╔══

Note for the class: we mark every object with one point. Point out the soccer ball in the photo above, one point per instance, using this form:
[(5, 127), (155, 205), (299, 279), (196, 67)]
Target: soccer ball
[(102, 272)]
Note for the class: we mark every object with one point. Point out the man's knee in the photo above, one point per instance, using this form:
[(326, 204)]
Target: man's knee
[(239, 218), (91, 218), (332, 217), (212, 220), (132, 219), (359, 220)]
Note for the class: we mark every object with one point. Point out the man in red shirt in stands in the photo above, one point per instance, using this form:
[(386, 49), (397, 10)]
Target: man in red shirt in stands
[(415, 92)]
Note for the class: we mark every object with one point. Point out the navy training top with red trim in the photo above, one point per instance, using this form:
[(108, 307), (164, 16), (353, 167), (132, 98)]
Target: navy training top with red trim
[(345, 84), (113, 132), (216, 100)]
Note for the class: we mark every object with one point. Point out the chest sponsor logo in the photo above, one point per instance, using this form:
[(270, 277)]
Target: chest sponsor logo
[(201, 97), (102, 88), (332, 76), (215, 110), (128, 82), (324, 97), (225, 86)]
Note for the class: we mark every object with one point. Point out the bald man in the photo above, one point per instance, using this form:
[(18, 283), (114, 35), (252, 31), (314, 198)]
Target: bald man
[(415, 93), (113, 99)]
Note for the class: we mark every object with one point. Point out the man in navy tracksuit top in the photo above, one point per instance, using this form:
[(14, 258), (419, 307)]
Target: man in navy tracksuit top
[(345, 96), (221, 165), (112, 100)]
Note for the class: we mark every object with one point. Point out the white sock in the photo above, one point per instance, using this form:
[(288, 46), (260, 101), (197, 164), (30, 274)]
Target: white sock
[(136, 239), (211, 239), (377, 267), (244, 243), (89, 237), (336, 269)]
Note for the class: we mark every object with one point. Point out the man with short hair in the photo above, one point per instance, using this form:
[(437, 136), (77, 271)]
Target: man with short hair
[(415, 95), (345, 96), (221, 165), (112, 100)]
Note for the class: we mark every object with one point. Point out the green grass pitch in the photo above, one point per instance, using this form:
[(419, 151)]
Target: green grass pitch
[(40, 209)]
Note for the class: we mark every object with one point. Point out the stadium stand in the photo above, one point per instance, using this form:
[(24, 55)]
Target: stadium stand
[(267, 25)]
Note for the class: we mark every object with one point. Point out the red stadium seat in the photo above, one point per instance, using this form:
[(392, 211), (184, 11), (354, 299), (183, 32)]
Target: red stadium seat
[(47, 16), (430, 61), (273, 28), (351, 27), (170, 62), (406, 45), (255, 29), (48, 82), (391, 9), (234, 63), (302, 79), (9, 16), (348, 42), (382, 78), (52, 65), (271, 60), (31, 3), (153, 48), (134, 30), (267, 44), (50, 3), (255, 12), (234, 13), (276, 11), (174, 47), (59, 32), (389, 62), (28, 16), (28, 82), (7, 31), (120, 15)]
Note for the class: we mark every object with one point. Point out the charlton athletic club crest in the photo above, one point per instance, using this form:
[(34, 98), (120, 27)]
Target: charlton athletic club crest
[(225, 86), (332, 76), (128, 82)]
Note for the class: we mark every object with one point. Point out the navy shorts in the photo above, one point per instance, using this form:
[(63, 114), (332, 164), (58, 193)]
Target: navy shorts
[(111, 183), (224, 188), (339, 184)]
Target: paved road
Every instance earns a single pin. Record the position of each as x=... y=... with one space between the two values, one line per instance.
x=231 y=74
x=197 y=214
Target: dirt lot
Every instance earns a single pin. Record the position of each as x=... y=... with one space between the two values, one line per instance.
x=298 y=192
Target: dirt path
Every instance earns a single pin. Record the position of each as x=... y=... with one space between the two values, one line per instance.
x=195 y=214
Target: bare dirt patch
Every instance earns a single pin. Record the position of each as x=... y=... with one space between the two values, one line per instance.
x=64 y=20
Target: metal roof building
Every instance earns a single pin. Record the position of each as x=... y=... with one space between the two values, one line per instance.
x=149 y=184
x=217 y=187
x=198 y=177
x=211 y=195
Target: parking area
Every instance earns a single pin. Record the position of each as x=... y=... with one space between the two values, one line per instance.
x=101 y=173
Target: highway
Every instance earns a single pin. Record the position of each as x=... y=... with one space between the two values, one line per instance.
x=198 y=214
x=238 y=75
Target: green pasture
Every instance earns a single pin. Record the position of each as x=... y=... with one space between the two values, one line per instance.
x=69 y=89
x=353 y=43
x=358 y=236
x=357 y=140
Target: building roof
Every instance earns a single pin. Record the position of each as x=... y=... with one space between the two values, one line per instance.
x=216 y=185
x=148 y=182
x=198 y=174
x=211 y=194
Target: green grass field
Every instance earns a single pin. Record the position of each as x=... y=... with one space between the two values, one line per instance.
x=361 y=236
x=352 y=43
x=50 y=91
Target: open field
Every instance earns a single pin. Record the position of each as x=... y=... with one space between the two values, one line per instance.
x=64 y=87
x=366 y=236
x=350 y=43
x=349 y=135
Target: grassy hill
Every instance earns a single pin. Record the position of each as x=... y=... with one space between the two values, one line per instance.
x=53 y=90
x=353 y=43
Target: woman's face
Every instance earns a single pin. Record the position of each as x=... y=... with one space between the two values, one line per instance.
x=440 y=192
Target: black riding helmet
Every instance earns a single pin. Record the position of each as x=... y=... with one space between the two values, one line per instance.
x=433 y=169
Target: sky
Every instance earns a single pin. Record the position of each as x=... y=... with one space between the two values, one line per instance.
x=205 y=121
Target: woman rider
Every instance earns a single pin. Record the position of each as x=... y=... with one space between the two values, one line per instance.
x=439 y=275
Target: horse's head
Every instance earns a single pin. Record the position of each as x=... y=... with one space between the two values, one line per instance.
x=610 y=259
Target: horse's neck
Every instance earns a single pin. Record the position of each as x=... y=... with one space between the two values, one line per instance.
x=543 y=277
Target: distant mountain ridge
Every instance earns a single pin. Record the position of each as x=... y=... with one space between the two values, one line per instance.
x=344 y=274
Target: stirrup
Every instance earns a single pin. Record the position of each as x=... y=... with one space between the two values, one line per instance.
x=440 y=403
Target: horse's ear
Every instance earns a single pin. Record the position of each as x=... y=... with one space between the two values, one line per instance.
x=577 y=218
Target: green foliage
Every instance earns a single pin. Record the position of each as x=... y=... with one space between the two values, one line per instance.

╚══

● Task goal:
All of the data shown above should be printed exactly as given.

● Output of the task:
Note for the class: we mark every object with one point. Point out the soccer ball in the photo above, one point per instance, using this form:
[(5, 127), (155, 205), (299, 279), (196, 67)]
Target: soccer ball
[(102, 272)]
Note for the class: we mark every object with one point. Point out the man's knee in the photo above, one point per instance, using this form:
[(326, 204)]
Target: man's knee
[(239, 218), (91, 218), (332, 217), (212, 220), (132, 219), (359, 220)]
Note for the class: we mark every object with one point. Point out the man in red shirt in stands in the photo above, one point per instance, using this form:
[(386, 49), (397, 10)]
Target: man in red shirt in stands
[(415, 92)]
Note for the class: we mark every object with one point. Point out the navy training top with red trim in the photo above, one point per instance, using this form:
[(108, 307), (164, 16), (353, 167), (132, 98)]
Target: navy training top with red trim
[(345, 84), (113, 132), (216, 100)]
Note for the class: we mark every object with one point. Point out the chest sponsor logo in the photo above, one point per instance, using this form:
[(270, 277)]
Target: chest sponsor logo
[(201, 97), (102, 88), (332, 76), (215, 110), (128, 82), (324, 97), (225, 86)]
Note for the class: we mark every object with one point. Point out the bald man in the photo above, one point per instance, using this form:
[(18, 283), (114, 35), (252, 31), (314, 198)]
Target: bald man
[(415, 93), (113, 99)]
Note for the class: we mark every object with one point. Point out the man in navy tracksuit top in the photo above, one point per instance, using this form:
[(14, 258), (419, 307)]
Target: man in navy tracksuit top
[(345, 96), (221, 165), (112, 100)]
Note for the class: we mark every object with one point. Point out the white sock in the photo above, one point per instance, using this form:
[(288, 46), (260, 101), (197, 164), (30, 274)]
Target: white sock
[(136, 239), (211, 239), (377, 267), (244, 243), (89, 237), (336, 269)]
Note for the class: we mark every object with one point. Point out the man with short hair in the photo above, one point per instance, using this form:
[(437, 136), (77, 271)]
Target: man with short hair
[(415, 95), (345, 96), (221, 165), (112, 100)]
Note for the class: we mark every object with one point. Point out the green grass pitch in the photo above, one point per instance, using this form:
[(419, 151)]
Target: green grass pitch
[(40, 209)]
Note for the class: we mark every object with one point. Point out the stadium stand in the photo above, one point per instance, using this form:
[(24, 55)]
Target: stadium stand
[(267, 25)]
Note for the class: we mark every object with one point. Point out the red stadium seat in the photo above, one point per instance, using this form:
[(392, 211), (184, 11), (354, 299), (183, 32)]
Target: red stadium seat
[(47, 16), (430, 61), (273, 28), (351, 27), (170, 62), (406, 45), (255, 29), (48, 82), (391, 9), (234, 63), (302, 79), (9, 16), (348, 42), (382, 78), (52, 65), (271, 60), (31, 3), (153, 48), (134, 30), (267, 44), (50, 3), (255, 12), (234, 13), (276, 11), (174, 47), (59, 32), (389, 62), (28, 16), (28, 82), (7, 31), (120, 15)]
Note for the class: we mark every object with one point. Point out the charlton athletic club crest in the photo above, one point per instance, using this form:
[(34, 98), (120, 27)]
Target: charlton athletic club crest
[(225, 86), (332, 76), (128, 82)]
Note for the class: we mark every object with one point. Point out the navy shorts in the photo above, one point per instance, using this form:
[(63, 114), (332, 164), (58, 193)]
Target: navy shorts
[(111, 183), (224, 188), (339, 184)]
Target: paved road
Every instance earns a single pin. Record the position of each as x=... y=... with one space between the two values, one line per instance.
x=231 y=74
x=197 y=214
Target: dirt lot
Every instance earns a single pin. Record the position of each as x=... y=... with one space between the two values, one line per instance.
x=298 y=192
Target: dirt path
Every instance earns a single pin. Record the position of each as x=... y=... with one space between the two values, one line per instance.
x=195 y=214
Target: bare dirt patch
Every instance earns a single pin. Record the position of each as x=... y=... with one space between the two values, one line per instance.
x=64 y=20
Target: metal roof building
Every instance earns a single pin. Record the position of each as x=... y=... with one space between the two values, one line per instance.
x=149 y=184
x=217 y=187
x=198 y=177
x=211 y=195
Target: parking area
Every instance earns a single pin. Record the position of each as x=... y=... with one space between the two values, one line per instance.
x=101 y=173
Target: highway
Every instance earns a single pin. Record the position of each as x=... y=... with one space between the two values, one line per instance.
x=198 y=214
x=238 y=75
Target: green pasture
Every instance earns a single pin. Record the position of each as x=... y=... with one space between the two values, one line per instance.
x=69 y=89
x=353 y=43
x=358 y=236
x=357 y=140
Target: building roof
Every instance earns a single pin. Record the position of each as x=... y=... with one space between the two values, one line per instance.
x=216 y=185
x=148 y=182
x=198 y=174
x=211 y=194
Target: green grass field
Every instance earns a single pin. Record the position of each as x=... y=... with one space between the two values, one line per instance.
x=361 y=236
x=352 y=43
x=50 y=91
Target: open field
Every instance earns a single pin. Record the position of each as x=... y=... with one space between the two values, one line per instance.
x=64 y=87
x=366 y=236
x=350 y=43
x=349 y=135
Target: grassy hill
Every instance earns a single pin. Record the position of each as x=... y=... with one space between the two values, one line per instance.
x=53 y=90
x=353 y=43
Target: woman's face
Every instance earns a single pin. Record the position of each as x=... y=... with one space between the two values, one line per instance.
x=440 y=192
Target: black riding helmet
Every instance earns a single pin. Record the position of each as x=... y=... with one space between the two values, one line per instance.
x=433 y=169
Target: sky
Every instance earns a single pin. Record the position of each as x=... y=... with one space between the two values, one line per instance.
x=205 y=121
Target: woman rider
Every instance earns a single pin. Record the position of each as x=... y=... with one space between the two values, one line per instance.
x=439 y=275
Target: horse's head
Every instance earns a single pin. Record the position of each as x=... y=... with one space between the two values, one line per instance.
x=610 y=259
Target: horse's neck
Every instance earns a single pin. Record the position of each as x=... y=... with one space between the two values, one line per instance.
x=543 y=277
Target: distant mountain ridge
Every instance earns a single pin. Record the position of each as x=... y=... with one space between the two values, one line per instance.
x=344 y=274
Target: stirrup
Every instance earns a single pin. Record the position of each as x=... y=... with one space between the two values, one line per instance.
x=440 y=403
Target: horse's ear
Every instance earns a single pin. Record the position of each as x=... y=... with one space between the two values, one line per instance.
x=577 y=218
Target: green foliage
Every instance earns a single pin. Record the position of each as x=... y=... with one space between the two values, one line per instance.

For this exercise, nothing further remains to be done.